PROVIDED INFORMATION =>
-*-*-

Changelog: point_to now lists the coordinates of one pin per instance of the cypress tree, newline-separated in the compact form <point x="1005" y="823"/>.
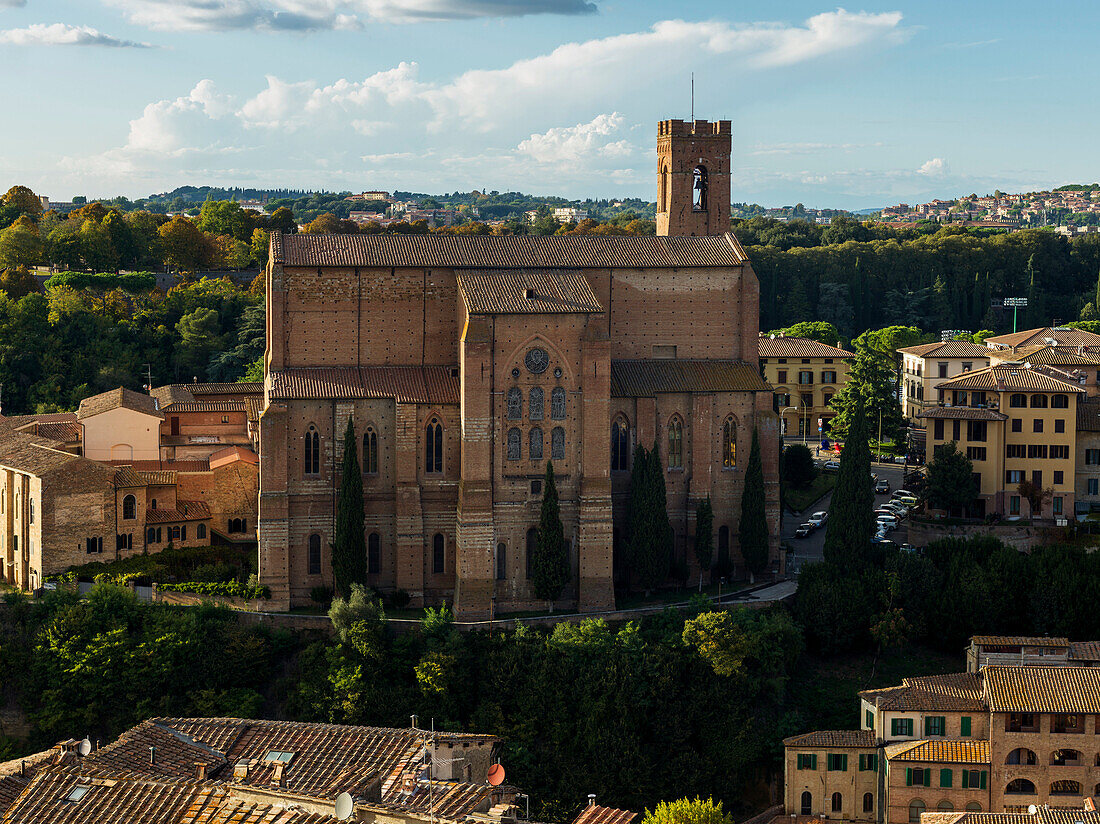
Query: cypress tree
<point x="349" y="547"/>
<point x="752" y="529"/>
<point x="550" y="559"/>
<point x="851" y="516"/>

-*-*-

WHAT NEEDS TO BE DONE =>
Recast the records above as a JSON list of strings, one string per line and no blank lines, and leave the picture out.

ANSWER TO THE PROBLEM =>
[
  "Changelog: point_to now lists the coordinates of one pin per instance of the cypress tree, newline-separated in the compact form <point x=\"1005\" y=\"823\"/>.",
  "Query: cypress tree",
  "<point x=\"349\" y=\"547\"/>",
  "<point x=\"752\" y=\"529\"/>",
  "<point x=\"550\" y=\"559\"/>",
  "<point x=\"851\" y=\"516\"/>"
]